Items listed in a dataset
▽

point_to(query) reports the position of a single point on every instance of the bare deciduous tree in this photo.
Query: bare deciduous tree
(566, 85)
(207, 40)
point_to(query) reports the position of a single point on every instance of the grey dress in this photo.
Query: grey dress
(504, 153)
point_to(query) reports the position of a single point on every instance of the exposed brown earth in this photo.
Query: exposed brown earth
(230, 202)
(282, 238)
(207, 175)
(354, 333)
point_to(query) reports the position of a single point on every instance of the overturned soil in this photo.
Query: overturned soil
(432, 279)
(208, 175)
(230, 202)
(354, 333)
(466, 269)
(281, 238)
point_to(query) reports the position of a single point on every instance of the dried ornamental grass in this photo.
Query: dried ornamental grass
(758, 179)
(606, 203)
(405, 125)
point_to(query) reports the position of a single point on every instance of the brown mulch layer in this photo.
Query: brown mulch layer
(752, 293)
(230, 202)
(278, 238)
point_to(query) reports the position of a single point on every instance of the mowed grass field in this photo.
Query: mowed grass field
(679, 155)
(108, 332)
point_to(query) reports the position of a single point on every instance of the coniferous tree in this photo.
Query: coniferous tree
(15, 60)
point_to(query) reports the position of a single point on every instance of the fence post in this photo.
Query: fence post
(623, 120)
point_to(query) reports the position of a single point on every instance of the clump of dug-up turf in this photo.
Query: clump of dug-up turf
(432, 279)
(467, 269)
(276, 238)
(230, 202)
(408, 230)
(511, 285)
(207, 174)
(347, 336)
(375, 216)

△

**TASK TO CARRY OUT:** In full and without alteration, write out the data above.

**SOLVED EXERCISE:**
point_to(query) reports the position of a single point on every instance of the bare deciduous tree in this photo.
Query: bare deciduous tree
(566, 85)
(207, 40)
point_to(query) reports the position of a single point on every instance of the grey dress in this photo.
Query: grey dress
(504, 153)
point_to(query) reports the position of a single point on every instance of the exposed brown earth in this photo.
Query: exposed brown earth
(230, 202)
(282, 238)
(207, 175)
(354, 333)
point_to(query) reports the position of a single point on every instance of the overturned soil in this photo.
Query: overturned soil
(432, 279)
(208, 175)
(230, 202)
(354, 333)
(466, 269)
(281, 238)
point_to(query) reports the position of a single point on every instance of the dried ornamental grass in this photo.
Query: dried ornamental grass
(758, 179)
(606, 203)
(405, 125)
point_to(query) reports the position of a single point on every instance of the brown mulch layer in this photo.
Query: brown mulch layer
(752, 293)
(230, 202)
(278, 238)
point_to(query) reports the position of a single point on every instance of the mowed grass field in this photo.
Query: mowed grass field
(679, 155)
(108, 332)
point_to(query) reports the position of a single point on every instance of the coniferous tree in this photo.
Query: coniferous tree
(15, 60)
point_to(query) reports the position of a single point on every instance of the fence post in this photo.
Query: fence post
(623, 120)
point_to(query) reports the position of a single point on every instance of the clump of dug-up turf in this photo.
Query: clump of dug-up turf
(432, 279)
(467, 269)
(276, 238)
(230, 202)
(408, 230)
(511, 285)
(207, 174)
(347, 336)
(375, 216)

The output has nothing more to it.